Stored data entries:
○ ○ ○ ○

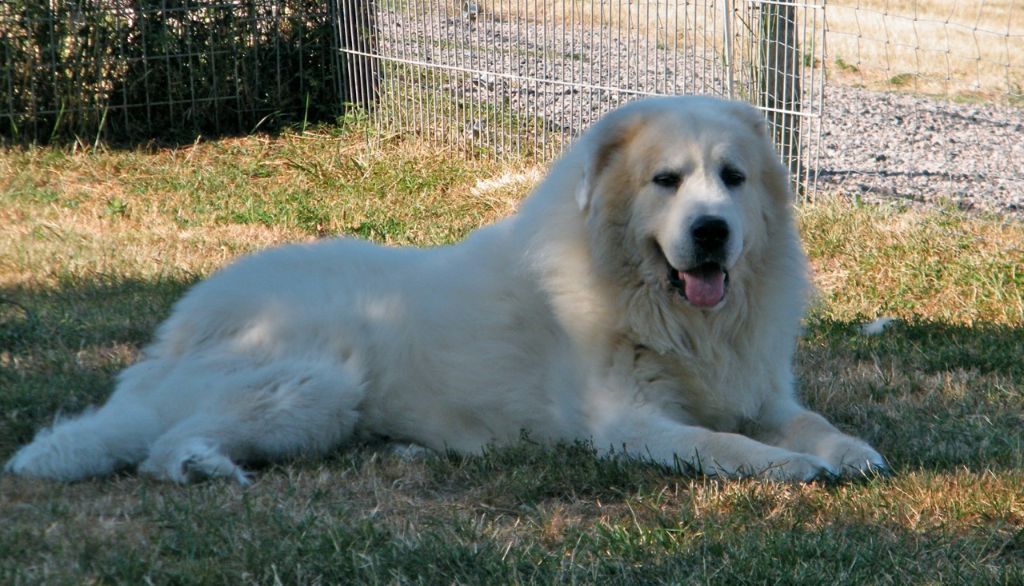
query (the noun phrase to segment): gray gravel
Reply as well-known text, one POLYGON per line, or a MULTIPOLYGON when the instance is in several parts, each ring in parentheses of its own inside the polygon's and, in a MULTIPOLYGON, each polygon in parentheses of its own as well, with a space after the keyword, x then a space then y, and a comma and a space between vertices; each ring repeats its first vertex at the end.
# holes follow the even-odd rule
POLYGON ((829 86, 818 189, 1024 217, 1024 110, 829 86))
MULTIPOLYGON (((567 137, 635 97, 610 88, 725 93, 720 59, 707 48, 655 46, 617 30, 384 10, 378 30, 385 55, 441 66, 443 75, 428 76, 428 83, 457 103, 529 112, 567 137)), ((840 85, 828 85, 823 98, 819 196, 955 205, 1024 219, 1024 109, 840 85)), ((468 126, 476 134, 482 123, 468 126)))

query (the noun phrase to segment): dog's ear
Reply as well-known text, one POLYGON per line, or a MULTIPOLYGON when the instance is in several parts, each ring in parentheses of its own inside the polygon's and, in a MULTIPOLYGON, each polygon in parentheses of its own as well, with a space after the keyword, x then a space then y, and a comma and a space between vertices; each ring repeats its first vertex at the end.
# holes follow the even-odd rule
POLYGON ((576 186, 576 203, 580 210, 590 207, 598 178, 622 147, 640 131, 643 118, 640 112, 613 112, 583 135, 580 141, 582 177, 576 186))
POLYGON ((765 143, 771 151, 771 159, 766 163, 762 175, 765 189, 776 203, 790 206, 796 198, 793 195, 793 182, 789 176, 789 169, 779 160, 779 155, 772 148, 771 141, 765 139, 765 143))
POLYGON ((728 104, 733 115, 749 126, 757 139, 763 143, 765 151, 771 153, 771 156, 765 161, 763 173, 763 182, 768 193, 780 204, 792 203, 794 197, 789 170, 786 169, 779 157, 771 133, 768 131, 768 120, 764 113, 744 102, 733 101, 728 104))
POLYGON ((732 115, 749 126, 754 134, 768 136, 768 121, 760 110, 739 100, 728 100, 725 104, 732 111, 732 115))

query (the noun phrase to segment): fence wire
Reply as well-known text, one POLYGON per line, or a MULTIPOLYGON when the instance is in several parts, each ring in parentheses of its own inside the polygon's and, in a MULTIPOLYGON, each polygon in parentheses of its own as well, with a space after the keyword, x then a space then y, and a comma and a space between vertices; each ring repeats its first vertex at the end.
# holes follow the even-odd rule
POLYGON ((766 111, 783 157, 813 192, 821 5, 340 2, 352 93, 372 102, 386 131, 489 156, 544 159, 639 96, 733 96, 766 111))
POLYGON ((314 0, 3 0, 0 139, 145 140, 333 117, 314 0))
POLYGON ((4 144, 191 141, 356 104, 384 135, 547 159, 627 100, 712 94, 765 112, 806 197, 1024 209, 1022 86, 1011 0, 0 1, 4 144))
POLYGON ((818 185, 1024 212, 1024 4, 836 0, 818 185))
POLYGON ((828 41, 837 82, 1024 105, 1024 4, 839 0, 828 41))

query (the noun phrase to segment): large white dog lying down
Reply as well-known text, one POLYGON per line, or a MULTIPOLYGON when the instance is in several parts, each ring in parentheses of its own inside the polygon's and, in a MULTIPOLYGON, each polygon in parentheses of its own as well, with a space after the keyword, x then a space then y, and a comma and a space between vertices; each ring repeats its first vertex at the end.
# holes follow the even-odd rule
POLYGON ((882 468, 794 399, 808 284, 791 199, 752 108, 634 102, 461 244, 330 240, 223 269, 103 407, 6 469, 244 483, 239 463, 356 437, 472 453, 523 430, 710 475, 882 468))

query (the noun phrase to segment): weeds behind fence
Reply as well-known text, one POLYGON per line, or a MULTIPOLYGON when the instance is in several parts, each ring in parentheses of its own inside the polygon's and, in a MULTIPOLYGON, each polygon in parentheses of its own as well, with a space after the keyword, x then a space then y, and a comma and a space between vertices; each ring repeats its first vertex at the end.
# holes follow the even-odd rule
POLYGON ((191 140, 333 118, 332 5, 5 0, 0 140, 191 140))

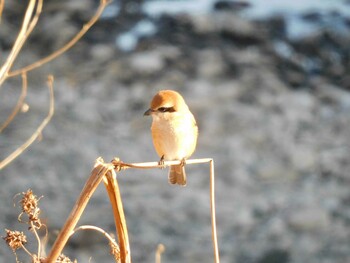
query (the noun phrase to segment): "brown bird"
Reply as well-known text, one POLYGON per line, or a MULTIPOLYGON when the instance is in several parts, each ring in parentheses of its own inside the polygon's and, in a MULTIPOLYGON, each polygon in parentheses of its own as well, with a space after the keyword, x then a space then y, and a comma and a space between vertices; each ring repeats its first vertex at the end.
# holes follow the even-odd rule
POLYGON ((144 115, 151 115, 153 145, 164 160, 181 160, 181 164, 172 165, 169 171, 169 183, 185 186, 185 160, 196 149, 198 127, 182 96, 173 90, 161 90, 152 99, 150 108, 144 115))

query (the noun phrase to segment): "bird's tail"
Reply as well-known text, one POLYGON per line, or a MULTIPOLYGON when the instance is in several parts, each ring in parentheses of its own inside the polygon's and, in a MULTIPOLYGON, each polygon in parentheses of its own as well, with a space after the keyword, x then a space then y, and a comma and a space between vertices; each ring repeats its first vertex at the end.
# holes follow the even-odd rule
POLYGON ((172 165, 169 170, 169 183, 185 186, 187 183, 185 166, 182 164, 172 165))

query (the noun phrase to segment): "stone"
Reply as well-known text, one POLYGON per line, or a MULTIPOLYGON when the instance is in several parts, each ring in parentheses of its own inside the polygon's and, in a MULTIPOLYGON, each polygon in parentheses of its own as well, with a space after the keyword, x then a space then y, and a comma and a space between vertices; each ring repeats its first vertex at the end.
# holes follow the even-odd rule
POLYGON ((157 51, 133 54, 128 60, 132 70, 141 74, 155 74, 164 67, 164 59, 157 51))
POLYGON ((296 231, 323 231, 330 224, 329 214, 319 207, 296 208, 289 214, 288 225, 296 231))

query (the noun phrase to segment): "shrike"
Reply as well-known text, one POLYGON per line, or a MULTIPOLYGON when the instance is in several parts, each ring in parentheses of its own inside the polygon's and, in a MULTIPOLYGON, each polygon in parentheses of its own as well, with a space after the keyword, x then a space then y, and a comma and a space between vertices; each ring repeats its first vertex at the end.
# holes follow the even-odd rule
POLYGON ((169 183, 186 185, 185 160, 196 149, 198 127, 182 96, 173 90, 161 90, 152 99, 150 108, 144 115, 151 115, 153 145, 164 160, 181 160, 172 165, 169 183))

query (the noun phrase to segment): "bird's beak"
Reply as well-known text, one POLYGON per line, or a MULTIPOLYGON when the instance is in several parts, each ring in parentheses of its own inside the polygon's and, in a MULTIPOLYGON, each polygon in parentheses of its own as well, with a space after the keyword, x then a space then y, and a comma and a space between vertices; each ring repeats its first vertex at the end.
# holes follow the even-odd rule
POLYGON ((153 112, 152 109, 148 109, 148 110, 145 111, 145 113, 143 114, 143 116, 149 116, 149 115, 152 114, 152 112, 153 112))

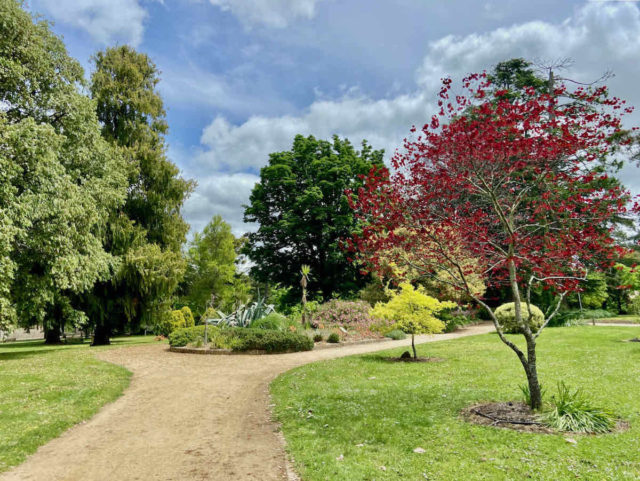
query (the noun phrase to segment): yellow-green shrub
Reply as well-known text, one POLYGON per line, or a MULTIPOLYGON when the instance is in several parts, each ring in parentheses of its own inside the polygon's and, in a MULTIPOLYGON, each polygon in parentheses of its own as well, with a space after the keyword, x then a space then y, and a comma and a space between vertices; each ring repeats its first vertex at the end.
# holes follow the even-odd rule
POLYGON ((193 318, 193 313, 191 312, 191 309, 189 309, 189 306, 184 306, 180 309, 180 312, 182 312, 182 317, 184 318, 183 327, 193 327, 196 325, 196 321, 193 318))
POLYGON ((372 315, 393 322, 391 329, 399 329, 411 334, 413 357, 417 357, 414 337, 416 334, 435 334, 444 330, 445 324, 436 314, 457 306, 455 302, 444 301, 425 294, 422 287, 415 289, 409 283, 400 284, 398 292, 391 292, 389 302, 379 302, 372 315))
POLYGON ((433 334, 444 330, 444 322, 436 314, 455 307, 455 302, 441 302, 425 294, 422 287, 415 289, 411 284, 403 283, 398 292, 391 292, 389 302, 377 303, 372 314, 392 321, 392 329, 407 334, 433 334))
POLYGON ((191 309, 183 307, 180 310, 168 311, 163 315, 162 319, 156 326, 156 331, 158 334, 168 336, 176 329, 193 327, 194 325, 195 322, 193 320, 193 314, 191 314, 191 309))
MULTIPOLYGON (((494 312, 496 319, 502 326, 504 332, 508 334, 522 334, 522 329, 516 323, 516 305, 513 302, 507 302, 498 307, 494 312)), ((531 316, 526 303, 522 303, 522 320, 529 324, 531 332, 538 332, 542 324, 544 324, 544 313, 531 304, 531 316)))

○ ○ ○ ○

Your task:
Lines containing the string "bird" are the ones to copy from the entries above.

Result for this exercise:
query (the noun phrase to segment): "brown bird"
query (the noun phrase to segment): "bird's tail"
query (the noun phrase to segment): "bird's beak"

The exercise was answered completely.